**Your instructions**
Return all the lines below in which the string "point" appears.

*** Data to use ***

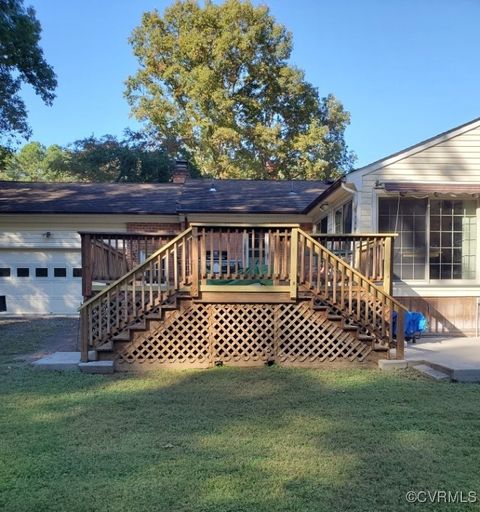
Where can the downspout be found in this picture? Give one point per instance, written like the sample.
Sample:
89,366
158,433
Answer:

*** End of Data to use ***
*** Data to use ***

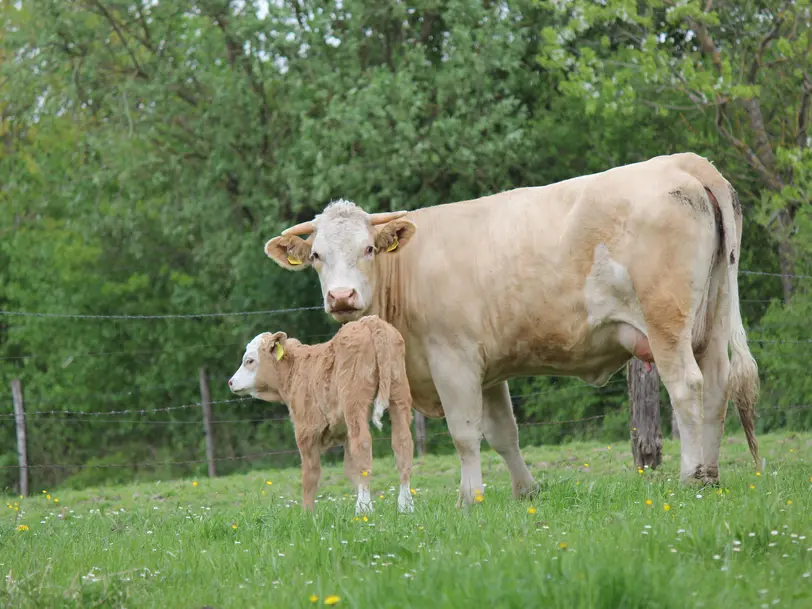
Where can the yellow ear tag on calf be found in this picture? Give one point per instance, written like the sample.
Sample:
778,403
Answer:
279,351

*** End of Data to use ***

**Answer to this problem**
Where can the downspout be found in this picture? Give one point per instance, written like the sample.
Where can the yellow ear tag on calf be found in this picture? Give one point per instance, written like the sample.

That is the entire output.